## QUOTED PASSAGE
Wadi El Rayan is a unique nature protectorate in Faiyum Governorate, Egypt, under the supervision of the Ministry of Environmental Affairs (EEAA).

History 
Wadi el Rayan is mentioned in Coptic sources as Pilihēy (), a salt lake west of Kalamoun where Samuel the Confessor liked to rest.

Geography

The valley of Wadi El-Rayan is an area of 1759 km2, 113 km2 of which are the dominating water body of the Wadi El Rayan lakes. It is located about 65 km southwest of Faiyum city and 80 km west of the Nile River. The Wadi has been used for man-made lakes from agricultural drainage which has made a reserve of the two separate Wadi El Rayan Lakes. The reserve is composed of a 50.90 km2 upper lake and a 62.00 km2 lower lake, with waterfalls between the two. Among the springs, there are three sulphur springs at the southern side of the lower lake, with extensive mobile sand dunes. Wadi El Rayan Waterfalls are considered to be the largest waterfalls in Egypt.

## GIVEN DATA
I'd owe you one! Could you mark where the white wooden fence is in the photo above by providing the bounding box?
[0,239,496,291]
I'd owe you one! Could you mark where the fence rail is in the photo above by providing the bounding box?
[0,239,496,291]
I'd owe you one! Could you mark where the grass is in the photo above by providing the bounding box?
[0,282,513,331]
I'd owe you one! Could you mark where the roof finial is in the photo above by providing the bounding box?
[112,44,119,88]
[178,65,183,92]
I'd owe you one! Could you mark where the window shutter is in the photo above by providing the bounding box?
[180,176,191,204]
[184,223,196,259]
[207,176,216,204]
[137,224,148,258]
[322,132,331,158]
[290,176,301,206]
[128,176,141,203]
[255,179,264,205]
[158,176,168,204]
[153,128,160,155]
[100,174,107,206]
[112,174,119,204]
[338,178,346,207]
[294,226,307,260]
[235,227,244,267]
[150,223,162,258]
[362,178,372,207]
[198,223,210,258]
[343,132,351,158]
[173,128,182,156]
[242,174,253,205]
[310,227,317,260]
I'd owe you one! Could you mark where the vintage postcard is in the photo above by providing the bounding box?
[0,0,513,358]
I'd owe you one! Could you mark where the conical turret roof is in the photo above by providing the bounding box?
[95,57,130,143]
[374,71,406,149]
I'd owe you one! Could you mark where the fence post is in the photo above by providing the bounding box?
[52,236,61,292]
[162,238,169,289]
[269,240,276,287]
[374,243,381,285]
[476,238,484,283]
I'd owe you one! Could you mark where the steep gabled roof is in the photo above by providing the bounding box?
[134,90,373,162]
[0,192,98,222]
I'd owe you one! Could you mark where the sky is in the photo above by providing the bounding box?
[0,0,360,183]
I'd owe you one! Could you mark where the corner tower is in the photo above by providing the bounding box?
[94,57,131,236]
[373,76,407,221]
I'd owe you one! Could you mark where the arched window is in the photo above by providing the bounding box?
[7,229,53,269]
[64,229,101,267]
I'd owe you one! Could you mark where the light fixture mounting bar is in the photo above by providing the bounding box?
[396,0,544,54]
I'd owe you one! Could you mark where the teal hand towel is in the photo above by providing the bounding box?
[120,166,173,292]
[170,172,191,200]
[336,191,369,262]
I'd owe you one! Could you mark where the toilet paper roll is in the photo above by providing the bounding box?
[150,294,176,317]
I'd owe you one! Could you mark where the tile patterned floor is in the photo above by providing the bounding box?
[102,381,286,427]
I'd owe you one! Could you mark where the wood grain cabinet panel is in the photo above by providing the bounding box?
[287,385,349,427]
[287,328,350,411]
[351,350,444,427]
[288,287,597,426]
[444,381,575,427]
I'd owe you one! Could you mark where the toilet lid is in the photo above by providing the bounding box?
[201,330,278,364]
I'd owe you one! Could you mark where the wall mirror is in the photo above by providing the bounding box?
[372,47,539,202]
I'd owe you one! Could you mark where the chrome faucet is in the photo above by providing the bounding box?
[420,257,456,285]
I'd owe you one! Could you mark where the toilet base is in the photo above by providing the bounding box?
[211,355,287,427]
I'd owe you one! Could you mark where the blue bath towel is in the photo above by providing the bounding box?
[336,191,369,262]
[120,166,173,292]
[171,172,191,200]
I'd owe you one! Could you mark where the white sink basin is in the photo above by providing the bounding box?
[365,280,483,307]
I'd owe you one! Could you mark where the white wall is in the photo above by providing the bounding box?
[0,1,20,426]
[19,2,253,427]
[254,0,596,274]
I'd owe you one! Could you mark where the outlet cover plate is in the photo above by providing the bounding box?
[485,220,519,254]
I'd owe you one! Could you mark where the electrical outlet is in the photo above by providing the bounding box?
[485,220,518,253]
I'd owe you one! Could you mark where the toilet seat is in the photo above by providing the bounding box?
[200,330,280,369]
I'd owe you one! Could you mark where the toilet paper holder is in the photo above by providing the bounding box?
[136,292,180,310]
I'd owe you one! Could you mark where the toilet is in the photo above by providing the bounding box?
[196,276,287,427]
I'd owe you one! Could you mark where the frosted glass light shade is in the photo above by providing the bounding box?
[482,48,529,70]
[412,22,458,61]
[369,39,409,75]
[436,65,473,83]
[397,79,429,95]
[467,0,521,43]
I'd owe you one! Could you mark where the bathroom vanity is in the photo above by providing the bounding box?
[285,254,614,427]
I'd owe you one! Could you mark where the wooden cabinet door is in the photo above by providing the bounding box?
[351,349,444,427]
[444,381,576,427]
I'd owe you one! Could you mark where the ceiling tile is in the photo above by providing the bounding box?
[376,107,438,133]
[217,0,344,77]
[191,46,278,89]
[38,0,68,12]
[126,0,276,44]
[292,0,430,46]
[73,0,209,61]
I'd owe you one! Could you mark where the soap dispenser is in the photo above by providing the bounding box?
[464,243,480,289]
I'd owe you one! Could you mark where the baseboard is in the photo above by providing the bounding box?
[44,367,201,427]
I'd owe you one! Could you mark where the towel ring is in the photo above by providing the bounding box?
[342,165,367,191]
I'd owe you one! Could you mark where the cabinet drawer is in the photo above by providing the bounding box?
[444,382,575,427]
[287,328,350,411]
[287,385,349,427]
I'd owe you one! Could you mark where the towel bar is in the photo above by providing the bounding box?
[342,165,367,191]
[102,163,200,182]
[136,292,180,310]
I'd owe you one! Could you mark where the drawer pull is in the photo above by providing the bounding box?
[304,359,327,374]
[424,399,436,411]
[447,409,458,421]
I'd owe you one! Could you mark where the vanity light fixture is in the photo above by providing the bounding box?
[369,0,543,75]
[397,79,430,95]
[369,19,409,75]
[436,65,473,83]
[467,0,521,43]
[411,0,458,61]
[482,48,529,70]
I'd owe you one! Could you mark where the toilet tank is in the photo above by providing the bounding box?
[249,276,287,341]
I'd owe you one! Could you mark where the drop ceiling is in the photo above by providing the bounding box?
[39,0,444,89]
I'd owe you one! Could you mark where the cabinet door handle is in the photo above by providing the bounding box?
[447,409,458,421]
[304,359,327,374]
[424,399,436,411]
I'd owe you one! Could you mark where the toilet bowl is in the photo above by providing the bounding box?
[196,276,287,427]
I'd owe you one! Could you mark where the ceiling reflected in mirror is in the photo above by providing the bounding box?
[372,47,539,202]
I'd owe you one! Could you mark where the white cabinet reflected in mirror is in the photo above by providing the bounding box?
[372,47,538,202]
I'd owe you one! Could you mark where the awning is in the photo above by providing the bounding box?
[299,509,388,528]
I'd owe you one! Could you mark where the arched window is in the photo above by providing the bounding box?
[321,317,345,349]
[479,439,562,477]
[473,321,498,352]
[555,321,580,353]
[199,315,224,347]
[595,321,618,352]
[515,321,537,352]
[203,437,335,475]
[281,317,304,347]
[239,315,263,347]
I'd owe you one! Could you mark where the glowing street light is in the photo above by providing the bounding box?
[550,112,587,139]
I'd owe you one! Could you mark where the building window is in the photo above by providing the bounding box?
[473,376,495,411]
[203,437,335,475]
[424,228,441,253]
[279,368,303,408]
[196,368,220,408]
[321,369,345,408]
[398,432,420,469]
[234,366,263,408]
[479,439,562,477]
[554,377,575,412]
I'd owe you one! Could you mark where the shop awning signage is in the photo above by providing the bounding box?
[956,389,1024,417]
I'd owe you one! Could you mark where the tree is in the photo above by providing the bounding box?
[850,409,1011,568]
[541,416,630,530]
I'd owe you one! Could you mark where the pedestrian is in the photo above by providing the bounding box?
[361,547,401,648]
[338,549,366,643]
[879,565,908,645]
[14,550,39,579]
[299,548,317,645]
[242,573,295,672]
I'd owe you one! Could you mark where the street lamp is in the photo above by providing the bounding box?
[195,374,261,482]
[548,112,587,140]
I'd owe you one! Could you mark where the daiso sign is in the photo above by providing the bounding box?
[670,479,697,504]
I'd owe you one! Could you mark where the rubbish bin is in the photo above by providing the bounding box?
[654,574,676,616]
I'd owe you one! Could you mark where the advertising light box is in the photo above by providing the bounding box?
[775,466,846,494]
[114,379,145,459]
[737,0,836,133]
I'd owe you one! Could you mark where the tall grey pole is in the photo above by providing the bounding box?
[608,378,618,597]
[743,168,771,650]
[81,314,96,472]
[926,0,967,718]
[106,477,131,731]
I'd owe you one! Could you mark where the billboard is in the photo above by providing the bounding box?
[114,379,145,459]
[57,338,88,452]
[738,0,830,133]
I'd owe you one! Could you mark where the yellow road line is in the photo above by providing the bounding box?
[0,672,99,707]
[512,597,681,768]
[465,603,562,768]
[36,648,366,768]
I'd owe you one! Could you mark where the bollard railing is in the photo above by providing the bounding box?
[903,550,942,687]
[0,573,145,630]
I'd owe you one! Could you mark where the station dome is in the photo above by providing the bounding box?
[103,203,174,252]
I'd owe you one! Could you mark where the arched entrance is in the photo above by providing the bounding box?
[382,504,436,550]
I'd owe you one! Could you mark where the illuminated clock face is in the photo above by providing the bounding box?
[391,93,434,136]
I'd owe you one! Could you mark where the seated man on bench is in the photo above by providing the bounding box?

## JOBS
[A] Translate this sentence from the text about Wadi El Rayan into Spanish: "Wadi El Rayan Waterfalls are considered to be the largest waterfalls in Egypt."
[B] Pick up the text about Wadi El Rayan after its last sentence and write the next part.
The rows are material of their own, apart from the text about Wadi El Rayan.

## ANSWERS BY TASK
[A] Las cascadas de Wadi El Rayan se consideran las cascadas más grandes de Egipto.

[B]
At the south and southeast of the springs is Gabal Manqueer Al Rayan, where marine fossils and archeological remains are found. Gabal Madwera, near the lower lake, is known for its extensive dune formations.

In the northwest is Wadi El Hitan, a protectorate containing fossils of extinct whales.

Flora and fauna
The vegetation is confined to inter-dune areas around springs and at the base of large dunes. The vegetation cover is made of 13 species of perennial plants and a few individuals of Calligonum comosum and Zygophyllum album.

Wadi El Rayan accommodates one of the world's few remaining populations of the endangered slender-horned gazelle. The dorcas gazelle is still found in the area in small numbers, while both the fennec fox and Rüppell's fox are scarce. There are 11 species of reptiles, 9 species of mammals, 13 species of resident birds, and 26 species of migrant and vagrant birds.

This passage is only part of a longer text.